Vicente Guaita Panadero (; born 10 January 1987) is a Spanish professional footballer who plays as a goalkeeper for  club Crystal Palace.

He appeared in 176 La Liga matches over eight seasons with Valencia and Getafe, as well as a season on loan with Recreativo in the Segunda División. In 2018, he signed with Crystal Palace.

Club career

Valencia
Born in Torrent, Valencian Community, Guaita graduated from the Valencia youth system after arriving there from CD Monte-sión at the age of 13, being promoted to the first team for the 2008–09 season following the retirement of longtime incumbent Santiago Cañizares. Additionally, as German Timo Hildebrand became ostracised by coach Unai Emery, he became the backup.

Guaita made his official debut with the main squad on 2 October 2008, in a UEFA Cup tie against Marítimo (2–1 home win). However, after the signing of veteran César Sánchez from Tottenham Hotspur later in the year and the full recovery of Renan, he remained third choice until the end of the campaign.

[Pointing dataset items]
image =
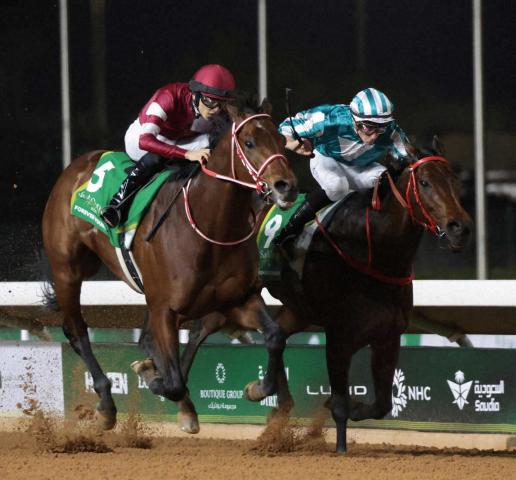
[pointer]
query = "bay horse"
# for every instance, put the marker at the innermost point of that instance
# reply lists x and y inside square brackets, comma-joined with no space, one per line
[356,282]
[200,260]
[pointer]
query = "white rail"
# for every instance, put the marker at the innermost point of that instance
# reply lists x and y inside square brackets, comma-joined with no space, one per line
[427,293]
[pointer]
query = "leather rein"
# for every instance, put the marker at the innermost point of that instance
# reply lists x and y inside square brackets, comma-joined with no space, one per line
[428,223]
[258,184]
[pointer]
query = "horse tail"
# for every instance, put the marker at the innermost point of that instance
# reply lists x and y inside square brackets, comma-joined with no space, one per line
[41,269]
[49,298]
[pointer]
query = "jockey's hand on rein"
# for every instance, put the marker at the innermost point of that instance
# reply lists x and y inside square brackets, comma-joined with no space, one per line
[201,155]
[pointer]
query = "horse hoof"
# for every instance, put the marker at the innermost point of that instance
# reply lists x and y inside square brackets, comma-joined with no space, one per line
[188,423]
[253,391]
[146,370]
[105,420]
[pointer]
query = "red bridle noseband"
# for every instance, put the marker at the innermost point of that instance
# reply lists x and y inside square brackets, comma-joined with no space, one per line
[430,224]
[256,174]
[259,184]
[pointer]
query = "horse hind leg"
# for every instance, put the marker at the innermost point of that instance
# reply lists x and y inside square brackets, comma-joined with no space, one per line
[385,354]
[338,360]
[187,418]
[75,329]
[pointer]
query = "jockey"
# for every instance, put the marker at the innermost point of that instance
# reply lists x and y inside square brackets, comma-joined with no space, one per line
[348,143]
[173,124]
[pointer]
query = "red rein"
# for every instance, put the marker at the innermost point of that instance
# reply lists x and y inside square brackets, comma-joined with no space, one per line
[259,184]
[429,225]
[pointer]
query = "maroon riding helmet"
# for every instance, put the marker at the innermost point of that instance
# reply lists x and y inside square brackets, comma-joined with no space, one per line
[213,81]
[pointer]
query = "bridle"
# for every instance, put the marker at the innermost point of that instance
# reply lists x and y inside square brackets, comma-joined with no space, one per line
[260,185]
[428,224]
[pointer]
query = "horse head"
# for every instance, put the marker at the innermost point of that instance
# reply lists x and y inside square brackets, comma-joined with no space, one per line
[261,150]
[432,196]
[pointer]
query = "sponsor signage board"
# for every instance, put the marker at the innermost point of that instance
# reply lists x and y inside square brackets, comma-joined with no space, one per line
[433,389]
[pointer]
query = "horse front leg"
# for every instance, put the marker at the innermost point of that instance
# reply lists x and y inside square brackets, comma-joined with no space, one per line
[253,314]
[76,330]
[163,371]
[187,415]
[338,360]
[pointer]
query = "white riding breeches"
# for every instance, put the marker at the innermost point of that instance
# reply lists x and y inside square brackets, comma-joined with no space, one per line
[132,139]
[338,179]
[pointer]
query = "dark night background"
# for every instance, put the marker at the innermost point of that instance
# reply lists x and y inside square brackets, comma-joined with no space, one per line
[418,52]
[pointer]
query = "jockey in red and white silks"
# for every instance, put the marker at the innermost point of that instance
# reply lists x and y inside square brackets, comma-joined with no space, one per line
[349,141]
[173,124]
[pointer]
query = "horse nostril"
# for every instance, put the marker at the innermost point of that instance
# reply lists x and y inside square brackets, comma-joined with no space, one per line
[458,228]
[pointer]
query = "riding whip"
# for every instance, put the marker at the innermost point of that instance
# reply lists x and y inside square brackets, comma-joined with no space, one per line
[288,106]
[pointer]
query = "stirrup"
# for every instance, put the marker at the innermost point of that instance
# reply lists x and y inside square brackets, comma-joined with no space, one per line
[282,239]
[111,215]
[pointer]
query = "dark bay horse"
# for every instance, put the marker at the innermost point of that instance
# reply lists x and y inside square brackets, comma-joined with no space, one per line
[356,282]
[200,260]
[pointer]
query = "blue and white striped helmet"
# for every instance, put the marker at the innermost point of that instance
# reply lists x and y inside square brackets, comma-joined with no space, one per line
[371,105]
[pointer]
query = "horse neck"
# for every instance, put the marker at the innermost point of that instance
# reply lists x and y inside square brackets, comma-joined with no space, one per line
[394,236]
[395,226]
[209,190]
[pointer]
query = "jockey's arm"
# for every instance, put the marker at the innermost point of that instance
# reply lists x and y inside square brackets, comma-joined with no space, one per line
[302,148]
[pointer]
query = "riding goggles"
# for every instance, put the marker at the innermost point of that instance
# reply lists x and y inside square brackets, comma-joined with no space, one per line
[370,128]
[209,102]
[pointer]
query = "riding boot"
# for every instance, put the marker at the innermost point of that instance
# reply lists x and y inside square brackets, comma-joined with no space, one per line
[137,177]
[315,200]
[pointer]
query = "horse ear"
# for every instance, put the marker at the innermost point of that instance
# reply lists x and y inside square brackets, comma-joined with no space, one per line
[266,106]
[411,152]
[438,146]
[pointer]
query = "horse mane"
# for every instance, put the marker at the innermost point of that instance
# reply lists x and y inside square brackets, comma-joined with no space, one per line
[246,102]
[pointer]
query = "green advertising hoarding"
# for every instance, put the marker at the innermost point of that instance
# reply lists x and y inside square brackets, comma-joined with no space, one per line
[437,389]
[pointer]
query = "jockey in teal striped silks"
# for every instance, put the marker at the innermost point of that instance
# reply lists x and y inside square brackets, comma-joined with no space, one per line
[346,144]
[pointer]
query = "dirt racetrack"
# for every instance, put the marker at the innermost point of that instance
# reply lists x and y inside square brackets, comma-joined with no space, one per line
[41,450]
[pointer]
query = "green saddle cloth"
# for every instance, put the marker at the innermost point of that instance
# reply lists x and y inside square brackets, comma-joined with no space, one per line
[91,197]
[270,257]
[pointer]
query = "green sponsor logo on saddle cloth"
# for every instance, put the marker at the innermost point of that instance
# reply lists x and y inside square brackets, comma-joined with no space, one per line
[270,258]
[92,196]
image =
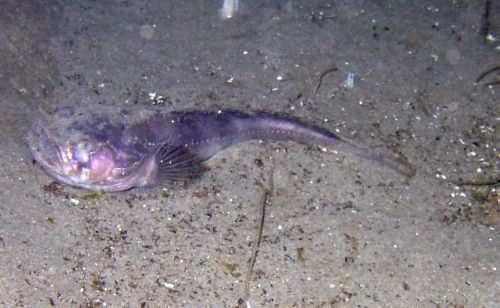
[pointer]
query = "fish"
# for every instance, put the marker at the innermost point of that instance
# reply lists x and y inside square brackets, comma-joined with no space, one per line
[110,149]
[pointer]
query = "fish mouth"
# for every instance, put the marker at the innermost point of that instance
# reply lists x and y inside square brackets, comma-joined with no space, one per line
[49,154]
[68,157]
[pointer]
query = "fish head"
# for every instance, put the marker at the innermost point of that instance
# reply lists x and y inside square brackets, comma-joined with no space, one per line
[83,150]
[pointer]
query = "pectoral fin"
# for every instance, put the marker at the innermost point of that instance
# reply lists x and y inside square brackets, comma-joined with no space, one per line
[178,163]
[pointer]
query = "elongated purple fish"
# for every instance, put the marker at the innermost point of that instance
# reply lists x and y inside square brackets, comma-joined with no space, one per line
[114,150]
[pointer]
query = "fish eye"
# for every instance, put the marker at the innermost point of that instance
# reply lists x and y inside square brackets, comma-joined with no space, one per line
[82,152]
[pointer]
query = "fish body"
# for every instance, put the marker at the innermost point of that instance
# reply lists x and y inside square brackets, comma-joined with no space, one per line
[114,150]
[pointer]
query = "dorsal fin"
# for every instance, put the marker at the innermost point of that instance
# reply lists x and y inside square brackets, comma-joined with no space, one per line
[177,164]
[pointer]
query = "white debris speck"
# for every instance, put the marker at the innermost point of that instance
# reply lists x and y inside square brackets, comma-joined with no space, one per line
[229,9]
[168,285]
[350,80]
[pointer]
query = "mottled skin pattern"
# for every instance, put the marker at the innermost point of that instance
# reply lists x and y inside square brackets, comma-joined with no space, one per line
[111,150]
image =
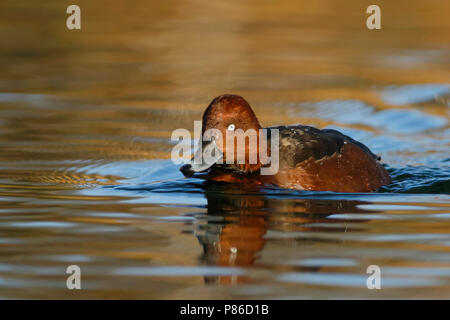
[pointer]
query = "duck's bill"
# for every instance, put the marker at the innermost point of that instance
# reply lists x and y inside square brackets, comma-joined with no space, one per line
[203,159]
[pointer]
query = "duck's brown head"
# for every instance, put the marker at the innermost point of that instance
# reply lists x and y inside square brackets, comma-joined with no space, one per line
[228,117]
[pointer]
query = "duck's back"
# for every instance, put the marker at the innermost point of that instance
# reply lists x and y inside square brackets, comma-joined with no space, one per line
[325,159]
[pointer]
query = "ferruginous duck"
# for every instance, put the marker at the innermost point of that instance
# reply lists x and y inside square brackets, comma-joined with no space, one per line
[308,158]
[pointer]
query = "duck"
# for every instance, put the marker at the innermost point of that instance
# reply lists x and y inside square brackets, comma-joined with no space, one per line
[309,158]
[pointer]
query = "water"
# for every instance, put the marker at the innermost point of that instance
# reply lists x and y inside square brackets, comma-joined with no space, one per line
[85,171]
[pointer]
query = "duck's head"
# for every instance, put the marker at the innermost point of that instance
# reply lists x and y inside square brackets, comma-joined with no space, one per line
[226,117]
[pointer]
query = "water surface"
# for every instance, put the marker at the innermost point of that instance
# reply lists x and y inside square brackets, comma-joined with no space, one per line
[85,171]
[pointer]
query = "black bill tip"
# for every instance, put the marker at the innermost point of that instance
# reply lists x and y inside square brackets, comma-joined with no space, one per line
[187,171]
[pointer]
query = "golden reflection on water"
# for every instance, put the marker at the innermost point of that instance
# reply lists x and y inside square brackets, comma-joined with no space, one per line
[86,117]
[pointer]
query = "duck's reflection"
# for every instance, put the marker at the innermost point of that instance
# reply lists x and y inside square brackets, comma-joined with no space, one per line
[238,220]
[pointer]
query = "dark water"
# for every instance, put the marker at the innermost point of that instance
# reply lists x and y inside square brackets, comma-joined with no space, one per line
[85,171]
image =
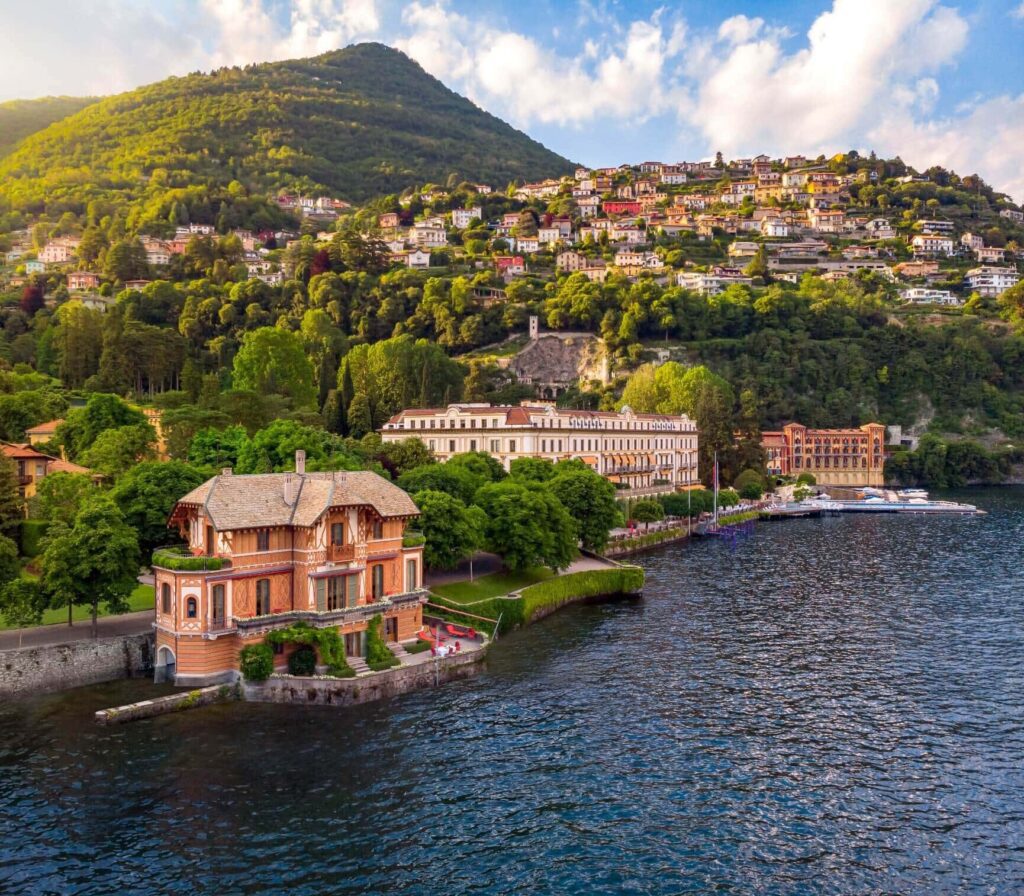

== Task instructions ==
- A) In the Vicente Guaita biography, which team did Guaita face in his official debut for Valencia's main squad?
- B) Please extend the Vicente Guaita biography with the next part, carrying on after its last sentence.
These items were taken from a separate source.

== Expected responses ==
- A) Marítimo, in a UEFA Cup tie on 2 October 2008.

- B)
In 2009–10, with Sánchez having renewed his link a further year and the signing of Mallorca's Miguel Ángel Moyá, Guaita was deemed surplus to requirements and joined, on loan, Segunda División's Recreativo de Huelva. As the Andalusians finished comfortably in mid-table he was awarded the competition's Ricardo Zamora Trophy, with just 24 goals conceded in 30 appearances.

In November–December 2010, profiting from injuries to both César and Moyà, Guaita had a run of several matches for Valencia, notably a 2–1 home win against Almería in La Liga and a 1–1 draw away to Manchester United in the UEFA Champions League. On 2 April 2011, as he had established himself in the starting XI, he suffered the loss of his father due to a heart attack (aged only 46), prompting manager Emery to reinstate César between the posts for two games.

In May 2011, Guaita extended his contract with Valencia until 2015. He began the season as the starter, but picked up a serious hand injury in early November 2011, being nonetheless selected to several games by Emery as the reserve.

Getafe

On 31 July 2014, Guaita was sold to Getafe with a buy-back option. He made his debut for his new team on 24 August, in a 3–1 away loss to Celta.

In the 2016–17 campaign, with the club again in the second tier, Guaita played little due to injury. He was, however, the starter in the play-offs, which ended in promotion.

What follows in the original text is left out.